Gather every line in the rows below that contains the string "contrail", and copy each one unchanged.

'''

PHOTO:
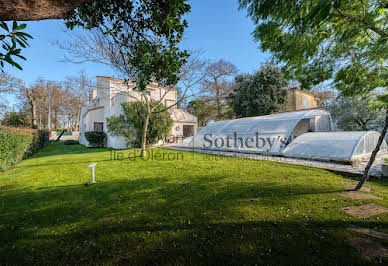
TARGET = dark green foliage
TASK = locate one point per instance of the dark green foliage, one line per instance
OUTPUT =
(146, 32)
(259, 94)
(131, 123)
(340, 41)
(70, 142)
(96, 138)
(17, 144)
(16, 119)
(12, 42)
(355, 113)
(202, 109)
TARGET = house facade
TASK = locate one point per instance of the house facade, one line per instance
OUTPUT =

'''
'''

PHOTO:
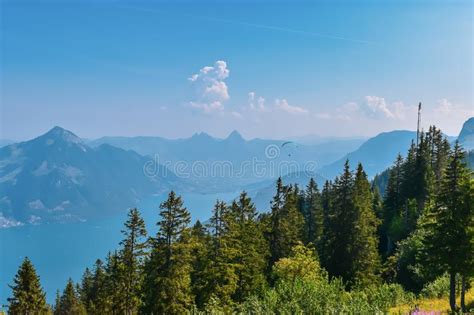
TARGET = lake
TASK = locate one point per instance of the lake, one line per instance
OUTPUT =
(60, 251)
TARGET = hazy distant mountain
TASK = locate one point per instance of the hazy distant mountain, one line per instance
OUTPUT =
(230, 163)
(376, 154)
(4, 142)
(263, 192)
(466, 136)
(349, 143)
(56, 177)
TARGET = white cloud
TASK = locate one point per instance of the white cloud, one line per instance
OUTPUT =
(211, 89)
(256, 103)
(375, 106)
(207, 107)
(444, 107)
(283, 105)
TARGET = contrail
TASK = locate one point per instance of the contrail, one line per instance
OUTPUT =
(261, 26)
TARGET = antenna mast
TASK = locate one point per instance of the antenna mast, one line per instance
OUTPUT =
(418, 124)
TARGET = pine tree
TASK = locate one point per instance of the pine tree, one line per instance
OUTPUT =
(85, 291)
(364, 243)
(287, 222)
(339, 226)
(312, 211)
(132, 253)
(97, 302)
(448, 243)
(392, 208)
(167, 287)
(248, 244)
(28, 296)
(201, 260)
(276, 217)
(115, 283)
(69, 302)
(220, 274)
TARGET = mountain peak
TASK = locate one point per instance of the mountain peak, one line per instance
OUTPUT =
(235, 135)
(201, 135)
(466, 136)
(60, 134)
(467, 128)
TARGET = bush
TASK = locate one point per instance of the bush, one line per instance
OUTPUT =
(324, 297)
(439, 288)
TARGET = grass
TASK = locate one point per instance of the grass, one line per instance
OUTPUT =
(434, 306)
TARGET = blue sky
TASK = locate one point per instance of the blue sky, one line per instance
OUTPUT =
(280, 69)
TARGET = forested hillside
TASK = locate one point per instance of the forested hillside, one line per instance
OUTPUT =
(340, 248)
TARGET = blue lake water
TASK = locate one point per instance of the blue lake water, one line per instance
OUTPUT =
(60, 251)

'''

**Result of this exercise**
TARGET = contrail
TASK = locate one point per instance of the contrail, one line per instance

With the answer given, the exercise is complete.